▶ **WHAT YOU HAVE TO DO**:
Reproduce the stretch of records from the line containing "the sheep's hoof" through the line containing "[(368, 256)]", both ends included. Omit the pictures.

▶ **EXTRACTED INFORMATION**:
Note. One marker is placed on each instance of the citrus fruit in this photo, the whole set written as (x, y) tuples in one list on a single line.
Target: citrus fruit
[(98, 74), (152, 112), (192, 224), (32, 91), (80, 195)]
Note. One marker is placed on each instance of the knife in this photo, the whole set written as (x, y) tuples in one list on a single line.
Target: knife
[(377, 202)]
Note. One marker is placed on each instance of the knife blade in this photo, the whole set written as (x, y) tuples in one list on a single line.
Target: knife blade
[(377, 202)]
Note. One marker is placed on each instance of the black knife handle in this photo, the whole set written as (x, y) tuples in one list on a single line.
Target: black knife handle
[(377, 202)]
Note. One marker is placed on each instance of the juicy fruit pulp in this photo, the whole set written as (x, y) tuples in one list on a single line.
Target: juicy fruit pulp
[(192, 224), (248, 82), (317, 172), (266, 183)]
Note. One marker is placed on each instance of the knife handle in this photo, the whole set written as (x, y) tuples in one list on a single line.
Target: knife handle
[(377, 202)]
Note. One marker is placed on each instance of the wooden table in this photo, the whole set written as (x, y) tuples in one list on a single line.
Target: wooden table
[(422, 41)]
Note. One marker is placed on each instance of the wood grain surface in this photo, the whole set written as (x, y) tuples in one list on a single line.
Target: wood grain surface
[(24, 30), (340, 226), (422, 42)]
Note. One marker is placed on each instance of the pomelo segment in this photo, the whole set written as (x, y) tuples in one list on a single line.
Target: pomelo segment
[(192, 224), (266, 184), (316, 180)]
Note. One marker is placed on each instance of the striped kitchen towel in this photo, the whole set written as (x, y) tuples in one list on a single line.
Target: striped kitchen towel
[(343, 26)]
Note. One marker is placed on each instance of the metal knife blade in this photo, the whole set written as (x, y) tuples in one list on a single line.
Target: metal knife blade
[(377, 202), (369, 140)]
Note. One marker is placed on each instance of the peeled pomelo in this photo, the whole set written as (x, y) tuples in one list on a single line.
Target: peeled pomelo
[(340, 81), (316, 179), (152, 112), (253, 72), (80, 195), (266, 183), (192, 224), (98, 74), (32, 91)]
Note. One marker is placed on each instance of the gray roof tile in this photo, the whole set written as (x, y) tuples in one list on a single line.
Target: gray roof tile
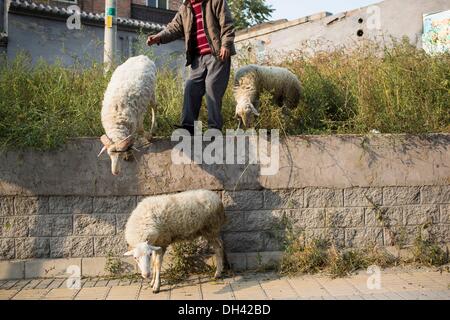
[(29, 5)]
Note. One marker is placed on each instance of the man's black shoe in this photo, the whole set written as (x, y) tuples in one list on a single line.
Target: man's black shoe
[(190, 129)]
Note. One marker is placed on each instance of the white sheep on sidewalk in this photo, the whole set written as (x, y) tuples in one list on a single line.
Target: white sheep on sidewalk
[(251, 80), (130, 92), (161, 220)]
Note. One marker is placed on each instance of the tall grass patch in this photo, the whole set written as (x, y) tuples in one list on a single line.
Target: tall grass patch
[(399, 89)]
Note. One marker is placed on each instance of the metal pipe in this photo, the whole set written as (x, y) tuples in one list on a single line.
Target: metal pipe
[(110, 34)]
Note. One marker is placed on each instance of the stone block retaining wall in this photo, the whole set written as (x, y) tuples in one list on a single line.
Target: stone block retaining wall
[(66, 204)]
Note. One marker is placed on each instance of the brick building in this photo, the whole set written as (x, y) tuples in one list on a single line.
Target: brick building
[(40, 28), (160, 11)]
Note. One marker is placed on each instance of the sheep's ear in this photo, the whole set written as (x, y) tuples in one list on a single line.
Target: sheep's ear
[(107, 142), (255, 112), (125, 144), (155, 248)]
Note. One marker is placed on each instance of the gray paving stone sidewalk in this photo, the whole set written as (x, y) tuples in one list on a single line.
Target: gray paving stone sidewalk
[(395, 285)]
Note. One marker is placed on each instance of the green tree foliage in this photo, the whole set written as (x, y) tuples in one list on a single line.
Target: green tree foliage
[(248, 13)]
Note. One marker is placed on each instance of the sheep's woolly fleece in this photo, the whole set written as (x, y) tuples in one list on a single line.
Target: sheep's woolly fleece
[(161, 220), (251, 80), (130, 92)]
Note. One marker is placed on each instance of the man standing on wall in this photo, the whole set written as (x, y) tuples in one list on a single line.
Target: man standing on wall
[(208, 29)]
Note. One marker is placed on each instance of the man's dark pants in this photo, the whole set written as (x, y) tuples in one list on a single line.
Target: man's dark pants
[(209, 75)]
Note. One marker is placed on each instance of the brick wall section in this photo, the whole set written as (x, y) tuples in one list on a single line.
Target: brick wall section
[(74, 226), (175, 4), (98, 6)]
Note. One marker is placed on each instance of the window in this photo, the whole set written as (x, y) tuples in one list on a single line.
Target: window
[(161, 4)]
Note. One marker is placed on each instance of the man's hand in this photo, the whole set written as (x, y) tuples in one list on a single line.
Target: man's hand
[(151, 40), (224, 54)]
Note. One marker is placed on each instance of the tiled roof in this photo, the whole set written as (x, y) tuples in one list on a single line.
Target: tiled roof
[(53, 10)]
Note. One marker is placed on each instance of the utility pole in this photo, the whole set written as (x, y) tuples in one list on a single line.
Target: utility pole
[(110, 34)]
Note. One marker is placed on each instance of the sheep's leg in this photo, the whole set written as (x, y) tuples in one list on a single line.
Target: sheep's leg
[(158, 264), (152, 265), (217, 244)]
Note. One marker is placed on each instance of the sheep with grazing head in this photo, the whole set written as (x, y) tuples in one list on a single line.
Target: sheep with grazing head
[(130, 92), (251, 80), (161, 220)]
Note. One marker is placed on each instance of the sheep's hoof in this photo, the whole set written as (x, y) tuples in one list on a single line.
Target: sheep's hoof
[(128, 157)]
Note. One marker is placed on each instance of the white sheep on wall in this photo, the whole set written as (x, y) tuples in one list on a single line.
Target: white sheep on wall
[(161, 220), (130, 92), (251, 80)]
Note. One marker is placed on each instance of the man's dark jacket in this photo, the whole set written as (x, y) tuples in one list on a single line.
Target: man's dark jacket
[(217, 21)]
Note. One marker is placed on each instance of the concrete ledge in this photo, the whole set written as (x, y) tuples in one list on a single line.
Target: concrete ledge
[(95, 267), (51, 268), (12, 270)]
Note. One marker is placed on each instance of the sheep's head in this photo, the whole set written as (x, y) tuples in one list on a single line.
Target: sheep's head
[(116, 151), (245, 111), (142, 254)]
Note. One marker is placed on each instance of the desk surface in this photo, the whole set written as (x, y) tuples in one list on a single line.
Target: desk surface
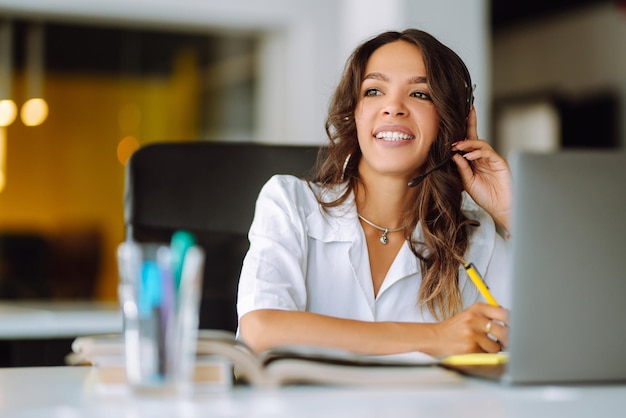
[(27, 319), (66, 392)]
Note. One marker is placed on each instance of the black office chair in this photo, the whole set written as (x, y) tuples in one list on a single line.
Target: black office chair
[(210, 189)]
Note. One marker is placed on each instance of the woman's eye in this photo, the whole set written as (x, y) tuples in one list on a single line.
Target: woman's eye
[(421, 95), (371, 92)]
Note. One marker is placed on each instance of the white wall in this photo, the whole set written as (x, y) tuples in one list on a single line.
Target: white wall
[(304, 43), (575, 54)]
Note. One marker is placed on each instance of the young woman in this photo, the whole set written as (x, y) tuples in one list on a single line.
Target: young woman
[(368, 256)]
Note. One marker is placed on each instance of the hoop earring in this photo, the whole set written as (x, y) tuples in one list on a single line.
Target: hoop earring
[(345, 165)]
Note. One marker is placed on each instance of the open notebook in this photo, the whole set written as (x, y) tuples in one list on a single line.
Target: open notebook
[(568, 246)]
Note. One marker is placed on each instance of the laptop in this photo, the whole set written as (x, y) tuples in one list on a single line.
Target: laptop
[(568, 270)]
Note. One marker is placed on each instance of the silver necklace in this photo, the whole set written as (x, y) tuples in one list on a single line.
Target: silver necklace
[(383, 238)]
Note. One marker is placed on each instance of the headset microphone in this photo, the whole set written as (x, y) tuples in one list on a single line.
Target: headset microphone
[(417, 180)]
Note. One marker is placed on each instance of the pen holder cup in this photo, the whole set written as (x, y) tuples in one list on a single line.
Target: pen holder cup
[(159, 293)]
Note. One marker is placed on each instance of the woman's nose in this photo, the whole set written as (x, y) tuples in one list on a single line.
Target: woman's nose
[(395, 106)]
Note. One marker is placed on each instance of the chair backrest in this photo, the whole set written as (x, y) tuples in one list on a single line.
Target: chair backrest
[(210, 189)]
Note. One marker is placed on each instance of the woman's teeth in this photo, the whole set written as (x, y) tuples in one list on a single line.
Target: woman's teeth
[(394, 136)]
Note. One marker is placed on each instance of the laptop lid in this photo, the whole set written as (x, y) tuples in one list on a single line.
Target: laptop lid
[(568, 313)]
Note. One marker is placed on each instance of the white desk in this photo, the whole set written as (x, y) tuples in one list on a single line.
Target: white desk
[(36, 320), (61, 392)]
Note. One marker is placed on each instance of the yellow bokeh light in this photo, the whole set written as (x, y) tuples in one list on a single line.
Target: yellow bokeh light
[(126, 147), (8, 112), (34, 112), (129, 117)]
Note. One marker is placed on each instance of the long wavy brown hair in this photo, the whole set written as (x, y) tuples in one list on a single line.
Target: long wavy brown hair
[(437, 203)]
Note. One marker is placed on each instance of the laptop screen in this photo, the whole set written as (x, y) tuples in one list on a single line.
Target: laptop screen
[(568, 313)]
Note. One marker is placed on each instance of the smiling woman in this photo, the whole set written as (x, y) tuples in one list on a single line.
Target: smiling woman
[(355, 258)]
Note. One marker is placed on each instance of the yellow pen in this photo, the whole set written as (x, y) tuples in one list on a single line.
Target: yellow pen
[(480, 284)]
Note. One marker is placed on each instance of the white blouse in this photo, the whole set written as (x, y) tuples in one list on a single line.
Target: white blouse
[(302, 258)]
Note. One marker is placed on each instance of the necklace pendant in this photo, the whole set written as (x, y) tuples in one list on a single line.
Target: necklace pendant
[(383, 238)]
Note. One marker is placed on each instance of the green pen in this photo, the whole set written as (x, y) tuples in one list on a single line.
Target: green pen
[(181, 241)]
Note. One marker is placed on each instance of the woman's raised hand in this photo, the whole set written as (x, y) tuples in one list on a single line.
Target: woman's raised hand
[(486, 175)]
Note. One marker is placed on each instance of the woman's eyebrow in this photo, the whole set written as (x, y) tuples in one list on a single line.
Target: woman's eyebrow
[(383, 77)]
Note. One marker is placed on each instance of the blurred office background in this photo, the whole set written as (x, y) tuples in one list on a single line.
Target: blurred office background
[(116, 74)]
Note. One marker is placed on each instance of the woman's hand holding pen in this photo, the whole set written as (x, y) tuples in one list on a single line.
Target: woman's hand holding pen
[(481, 328), (486, 175)]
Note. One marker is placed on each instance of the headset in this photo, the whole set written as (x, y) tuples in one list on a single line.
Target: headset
[(469, 102)]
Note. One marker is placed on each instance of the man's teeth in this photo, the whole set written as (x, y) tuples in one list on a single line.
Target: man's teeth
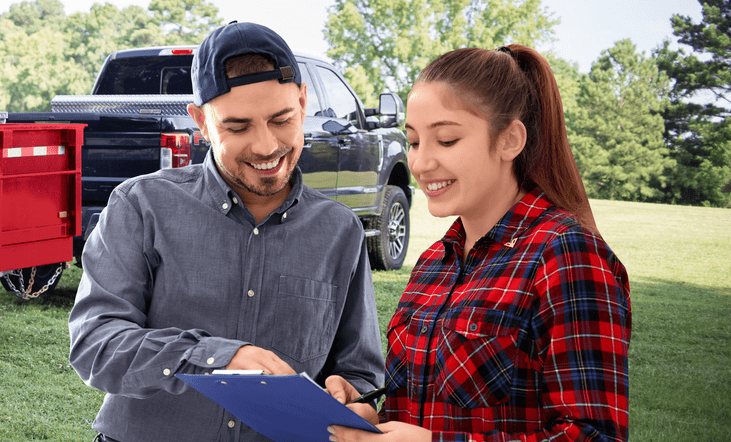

▶ **COMPLETE ANSWER**:
Note. One marker is placed on each instance of the sheep's hoof in this photo, the whole set written as (x, y) tuples in one list on a single line.
Target: sheep's hoof
[(128, 157)]
Note. One marker is placed on each instance of the white sheep on wall in this photo, the whole set written as (x, y) tuples in one list on a single line.
Target: white sheep on wall
[(161, 220), (130, 92), (251, 80)]
Note. One marker is placed on each instance of the man's dark jacket in this photo, the whole set written as (x, y) tuples in one list on a single line.
Target: man's dark jacket
[(217, 21)]
Note. One marker is placed on each instance of the concrete ledge in this photo, the whole set written as (x, y) tuples in one list on a single line.
Target: concrete ledge
[(95, 267), (51, 268), (12, 270)]
Note. One marker is placed on each instance of the sheep's head in this photo, the whole set written as (x, y) tuples in one list on a single line.
Target: sheep's head
[(116, 151), (245, 111), (142, 254)]
Note. One marker is placed on each instance of the desk surface in this photo, the whole set written as (x, y) tuples in one list on a single line.
Target: desk surface
[(27, 319), (66, 392)]
Note. One marker is placed on each instance of the black office chair in this photo, the whole set written as (x, y) tuples in one list on a single line.
Target: black office chair
[(210, 189)]
Note. One marker is placed on each instance of the woman's eye in this photo, the whole set written as (x, y) tuples in one list on a single line.
Target: woman's eye
[(421, 95), (371, 92)]
Note. One marker is placed on each instance of the white wall in this photo, the whole set written as (x, y) tuples in one list on a single line.
Target: white wall
[(304, 43), (575, 54)]
Note. One marker is placed on each instance of the young woman in this photo, the whole set written as (x, y) tuples in one list on a single line.
Target: young woman
[(368, 256)]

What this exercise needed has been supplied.